# Dataset entries

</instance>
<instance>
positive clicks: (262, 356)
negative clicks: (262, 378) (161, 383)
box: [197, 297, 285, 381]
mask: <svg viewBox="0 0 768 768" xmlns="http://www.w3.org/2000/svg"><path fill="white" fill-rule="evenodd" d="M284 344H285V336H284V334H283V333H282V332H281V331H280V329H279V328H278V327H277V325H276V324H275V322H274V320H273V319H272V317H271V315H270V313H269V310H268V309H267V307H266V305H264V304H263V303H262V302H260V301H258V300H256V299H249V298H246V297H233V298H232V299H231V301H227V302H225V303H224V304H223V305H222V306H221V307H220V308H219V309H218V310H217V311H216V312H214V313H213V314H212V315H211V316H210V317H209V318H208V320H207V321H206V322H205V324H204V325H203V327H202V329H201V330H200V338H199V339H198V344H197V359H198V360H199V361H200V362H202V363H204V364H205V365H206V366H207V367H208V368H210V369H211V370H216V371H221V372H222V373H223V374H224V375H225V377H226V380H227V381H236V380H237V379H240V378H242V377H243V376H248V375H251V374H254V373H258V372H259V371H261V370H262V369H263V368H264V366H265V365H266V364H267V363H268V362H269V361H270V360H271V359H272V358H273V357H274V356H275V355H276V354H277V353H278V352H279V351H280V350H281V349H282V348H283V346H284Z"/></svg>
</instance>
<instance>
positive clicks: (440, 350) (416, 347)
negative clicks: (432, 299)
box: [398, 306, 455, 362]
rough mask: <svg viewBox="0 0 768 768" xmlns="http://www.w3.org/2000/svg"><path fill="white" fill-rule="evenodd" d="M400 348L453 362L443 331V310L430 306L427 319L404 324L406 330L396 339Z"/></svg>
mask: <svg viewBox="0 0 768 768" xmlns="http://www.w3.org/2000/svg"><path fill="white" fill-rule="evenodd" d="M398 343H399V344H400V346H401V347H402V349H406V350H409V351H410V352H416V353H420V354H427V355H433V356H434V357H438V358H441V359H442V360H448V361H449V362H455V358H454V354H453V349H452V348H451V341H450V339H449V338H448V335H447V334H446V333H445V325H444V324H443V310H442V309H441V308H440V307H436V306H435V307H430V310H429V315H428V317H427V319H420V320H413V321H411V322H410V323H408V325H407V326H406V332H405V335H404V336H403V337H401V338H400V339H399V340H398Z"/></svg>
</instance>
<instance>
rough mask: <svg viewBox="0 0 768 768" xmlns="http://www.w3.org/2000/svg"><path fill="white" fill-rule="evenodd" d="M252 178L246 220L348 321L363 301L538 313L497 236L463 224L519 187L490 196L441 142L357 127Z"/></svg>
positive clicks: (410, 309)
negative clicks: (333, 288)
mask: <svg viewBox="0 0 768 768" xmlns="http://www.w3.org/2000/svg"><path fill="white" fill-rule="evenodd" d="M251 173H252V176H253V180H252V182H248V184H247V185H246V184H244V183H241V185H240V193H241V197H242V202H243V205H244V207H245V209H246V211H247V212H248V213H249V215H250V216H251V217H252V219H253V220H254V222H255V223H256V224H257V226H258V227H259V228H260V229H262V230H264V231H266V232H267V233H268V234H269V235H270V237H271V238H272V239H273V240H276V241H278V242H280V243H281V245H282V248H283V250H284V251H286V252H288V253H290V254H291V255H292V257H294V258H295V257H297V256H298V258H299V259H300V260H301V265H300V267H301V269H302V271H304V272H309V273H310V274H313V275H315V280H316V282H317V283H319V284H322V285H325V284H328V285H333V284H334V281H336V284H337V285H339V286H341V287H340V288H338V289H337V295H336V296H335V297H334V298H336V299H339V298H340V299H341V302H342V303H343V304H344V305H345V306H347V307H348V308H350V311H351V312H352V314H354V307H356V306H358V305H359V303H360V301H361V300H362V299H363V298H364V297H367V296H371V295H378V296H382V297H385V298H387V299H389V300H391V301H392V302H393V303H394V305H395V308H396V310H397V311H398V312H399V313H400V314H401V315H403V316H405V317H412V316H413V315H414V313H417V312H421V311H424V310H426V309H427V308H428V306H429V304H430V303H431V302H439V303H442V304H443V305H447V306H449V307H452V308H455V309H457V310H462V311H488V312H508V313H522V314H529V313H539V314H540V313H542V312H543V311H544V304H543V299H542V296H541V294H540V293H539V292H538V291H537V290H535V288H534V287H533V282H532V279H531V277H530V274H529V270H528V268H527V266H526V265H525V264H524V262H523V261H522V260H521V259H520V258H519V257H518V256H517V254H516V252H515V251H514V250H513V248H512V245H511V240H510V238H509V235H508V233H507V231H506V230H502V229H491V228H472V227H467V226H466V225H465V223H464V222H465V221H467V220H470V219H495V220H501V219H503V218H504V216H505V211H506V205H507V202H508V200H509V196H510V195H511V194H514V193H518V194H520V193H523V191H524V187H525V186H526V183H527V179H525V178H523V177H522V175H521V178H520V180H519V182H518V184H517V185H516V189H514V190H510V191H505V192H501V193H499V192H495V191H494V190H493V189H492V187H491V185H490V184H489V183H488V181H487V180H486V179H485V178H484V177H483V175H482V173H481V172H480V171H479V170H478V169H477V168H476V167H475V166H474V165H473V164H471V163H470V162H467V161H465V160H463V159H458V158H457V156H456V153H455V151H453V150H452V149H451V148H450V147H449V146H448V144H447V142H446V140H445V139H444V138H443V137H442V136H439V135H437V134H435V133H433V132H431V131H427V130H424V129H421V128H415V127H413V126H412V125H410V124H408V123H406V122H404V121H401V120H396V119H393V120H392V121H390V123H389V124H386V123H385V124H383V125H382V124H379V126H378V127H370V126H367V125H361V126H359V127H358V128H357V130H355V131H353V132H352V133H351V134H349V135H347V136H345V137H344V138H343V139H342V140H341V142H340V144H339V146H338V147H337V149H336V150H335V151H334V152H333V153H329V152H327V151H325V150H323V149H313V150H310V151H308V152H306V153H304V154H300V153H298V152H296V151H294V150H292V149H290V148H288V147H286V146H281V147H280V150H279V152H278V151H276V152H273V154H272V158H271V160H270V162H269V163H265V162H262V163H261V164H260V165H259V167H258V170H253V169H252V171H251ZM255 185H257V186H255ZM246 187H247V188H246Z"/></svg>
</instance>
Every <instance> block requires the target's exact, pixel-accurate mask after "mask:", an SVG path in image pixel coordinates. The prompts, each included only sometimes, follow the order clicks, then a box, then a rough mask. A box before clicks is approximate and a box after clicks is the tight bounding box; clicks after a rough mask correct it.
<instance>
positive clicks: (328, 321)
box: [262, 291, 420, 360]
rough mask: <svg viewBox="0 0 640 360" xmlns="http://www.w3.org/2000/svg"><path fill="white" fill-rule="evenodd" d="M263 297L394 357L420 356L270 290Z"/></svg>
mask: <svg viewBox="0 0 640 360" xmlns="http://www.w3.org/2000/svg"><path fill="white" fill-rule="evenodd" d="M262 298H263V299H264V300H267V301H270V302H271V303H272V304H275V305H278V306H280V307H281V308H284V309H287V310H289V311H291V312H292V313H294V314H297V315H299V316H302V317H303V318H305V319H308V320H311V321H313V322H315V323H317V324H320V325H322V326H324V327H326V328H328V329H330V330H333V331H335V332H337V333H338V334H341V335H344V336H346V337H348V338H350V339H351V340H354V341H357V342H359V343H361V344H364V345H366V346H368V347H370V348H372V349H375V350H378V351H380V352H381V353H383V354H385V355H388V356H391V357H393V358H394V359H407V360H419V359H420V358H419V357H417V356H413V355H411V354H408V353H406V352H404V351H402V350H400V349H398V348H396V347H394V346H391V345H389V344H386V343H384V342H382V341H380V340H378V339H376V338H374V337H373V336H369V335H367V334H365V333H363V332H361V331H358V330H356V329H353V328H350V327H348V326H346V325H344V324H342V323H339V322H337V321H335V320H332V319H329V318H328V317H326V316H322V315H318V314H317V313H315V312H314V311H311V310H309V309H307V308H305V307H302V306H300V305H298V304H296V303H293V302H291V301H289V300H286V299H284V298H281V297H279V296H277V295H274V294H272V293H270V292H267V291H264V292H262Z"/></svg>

# Problem statement
Revise the lines from the first one down through the line containing "box: [197, 297, 285, 381]", replacing "positive clicks" with "inclusion clicks" and keeping everything else unchanged.

# Exercise output
</instance>
<instance>
inclusion clicks: (262, 356)
negative clicks: (262, 378) (161, 383)
box: [197, 297, 285, 381]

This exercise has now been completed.